Please reproduce the full article on the school bus crash lawsuit word for word.

TEXT SECTION -
= Beginning of Section =
The Times Free Press in Tennessee reports the first lawsuit (of what will likely be many) was filed in connection with an elementary school bus accident that killed five students and injured dozens more. The driver is facing criminal charges, and there is speculation his actions were intentional.The civil lawsuit, filed by an 8-year-old passenger and his mother, names as defendants the driver and the driver’s private contractor employer. The school district is not named as a defendant.
Plaintiff alleges defendant driver was operating the vehicle in a negligent and careless fashion, causing the collision that resulted in plaintiff’s injuries. The driver’s employer is vicariously liable based on the legal doctrine of respondeat superior (Latin for, “Let the master answer”). The lawsuit further alleges direct liability by the bus contractor for failure to ensure proper policies and procedures were in place that would make sure drivers were appropriately trained, supervised, investigated and disciplined.
The boy reportedly suffered serious injuries that may be permanent and will result in considerable medical and other expenses both now and in the future, according to the complaint. He has also reportedly suffered great emotional and mental trauma, and the lawsuit seeks damages for this, as well as physical pain and suffering. The lawsuit requests that a jury decide the amount the boy and his family should be awarded.
Authorities have said the driver, a 24-year-old with a previous record of traffic violations, was not on the designated school bus route that morning when he was speeding, lost control of the bus and swerved off the two-lane road, slamming into an elevated driveway and a mailbox. He then over-corrected and swerved to the left, striking a telephone pole and a large tree. Emergency officials spent two hours removing all the children who were trapped inside the bus.
= End of Section =
[Data collected]
= Beginning of Section =
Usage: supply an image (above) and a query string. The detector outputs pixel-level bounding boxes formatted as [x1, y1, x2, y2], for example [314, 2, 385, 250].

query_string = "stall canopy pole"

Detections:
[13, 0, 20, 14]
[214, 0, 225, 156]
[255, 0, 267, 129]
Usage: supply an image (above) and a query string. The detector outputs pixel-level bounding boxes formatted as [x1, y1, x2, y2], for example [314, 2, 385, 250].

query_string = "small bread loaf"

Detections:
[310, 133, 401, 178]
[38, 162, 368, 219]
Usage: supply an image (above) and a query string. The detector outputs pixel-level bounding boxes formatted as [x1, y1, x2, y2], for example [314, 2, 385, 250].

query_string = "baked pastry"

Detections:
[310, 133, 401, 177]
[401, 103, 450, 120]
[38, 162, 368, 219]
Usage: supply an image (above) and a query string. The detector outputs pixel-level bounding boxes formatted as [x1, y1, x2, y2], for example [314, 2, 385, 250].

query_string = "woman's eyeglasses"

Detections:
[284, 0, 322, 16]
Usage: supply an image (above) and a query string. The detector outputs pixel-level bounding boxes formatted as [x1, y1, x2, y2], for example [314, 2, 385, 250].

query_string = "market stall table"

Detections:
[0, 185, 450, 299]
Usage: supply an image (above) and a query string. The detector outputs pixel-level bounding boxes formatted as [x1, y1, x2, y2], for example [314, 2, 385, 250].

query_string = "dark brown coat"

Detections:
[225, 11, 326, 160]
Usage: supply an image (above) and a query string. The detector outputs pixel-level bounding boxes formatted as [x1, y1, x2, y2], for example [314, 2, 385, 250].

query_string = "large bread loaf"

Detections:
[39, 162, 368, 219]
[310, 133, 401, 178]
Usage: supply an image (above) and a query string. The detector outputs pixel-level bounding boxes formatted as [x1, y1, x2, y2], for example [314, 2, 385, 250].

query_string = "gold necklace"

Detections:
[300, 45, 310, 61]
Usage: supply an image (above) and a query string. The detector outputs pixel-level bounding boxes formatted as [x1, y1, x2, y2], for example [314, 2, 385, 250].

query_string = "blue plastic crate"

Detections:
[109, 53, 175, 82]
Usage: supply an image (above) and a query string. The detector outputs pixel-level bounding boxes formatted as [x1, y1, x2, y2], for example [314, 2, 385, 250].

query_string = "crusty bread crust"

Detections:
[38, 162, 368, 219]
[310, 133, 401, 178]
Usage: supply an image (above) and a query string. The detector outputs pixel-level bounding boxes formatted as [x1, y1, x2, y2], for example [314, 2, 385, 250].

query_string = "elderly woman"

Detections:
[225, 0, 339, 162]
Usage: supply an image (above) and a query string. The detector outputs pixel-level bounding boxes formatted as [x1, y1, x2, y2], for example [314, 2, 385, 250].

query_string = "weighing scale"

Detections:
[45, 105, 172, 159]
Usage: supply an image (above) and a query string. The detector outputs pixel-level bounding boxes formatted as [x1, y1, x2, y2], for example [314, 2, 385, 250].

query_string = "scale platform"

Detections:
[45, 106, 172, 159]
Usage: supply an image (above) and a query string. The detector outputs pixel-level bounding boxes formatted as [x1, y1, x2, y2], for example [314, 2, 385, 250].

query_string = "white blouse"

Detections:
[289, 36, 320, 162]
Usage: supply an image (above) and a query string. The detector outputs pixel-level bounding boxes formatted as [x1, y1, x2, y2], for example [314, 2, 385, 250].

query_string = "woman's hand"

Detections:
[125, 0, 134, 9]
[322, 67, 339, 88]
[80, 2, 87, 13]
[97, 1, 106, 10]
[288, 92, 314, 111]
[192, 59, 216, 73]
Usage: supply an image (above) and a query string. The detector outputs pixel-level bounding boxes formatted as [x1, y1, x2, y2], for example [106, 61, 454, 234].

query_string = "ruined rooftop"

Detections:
= End of Section =
PROBLEM SOLUTION -
The Times Free Press in Tennessee reports the first lawsuit (of what will likely be many) was filed in connection with an elementary school bus accident that killed five students and injured dozens more. The driver is facing criminal charges, and there is speculation his actions were intentional.The civil lawsuit, filed by an 8-year-old passenger and his mother, names as defendants the driver and the driver’s private contractor employer. The school district is not named as a defendant.
Plaintiff alleges defendant driver was operating the vehicle in a negligent and careless fashion, causing the collision that resulted in plaintiff’s injuries. The driver’s employer is vicariously liable based on the legal doctrine of respondeat superior (Latin for, “Let the master answer”). The lawsuit further alleges direct liability by the bus contractor for failure to ensure proper policies and procedures were in place that would make sure drivers were appropriately trained, supervised, investigated and disciplined.
The boy reportedly suffered serious injuries that may be permanent and will result in considerable medical and other expenses both now and in the future, according to the complaint. He has also reportedly suffered great emotional and mental trauma, and the lawsuit seeks damages for this, as well as physical pain and suffering. The lawsuit requests that a jury decide the amount the boy and his family should be awarded.
Authorities have said the driver, a 24-year-old with a previous record of traffic violations, was not on the designated school bus route that morning when he was speeding, lost control of the bus and swerved off the two-lane road, slamming into an elevated driveway and a mailbox. He then over-corrected and swerved to the left, striking a telephone pole and a large tree. Emergency officials spent two hours removing all the children who were trapped inside the bus.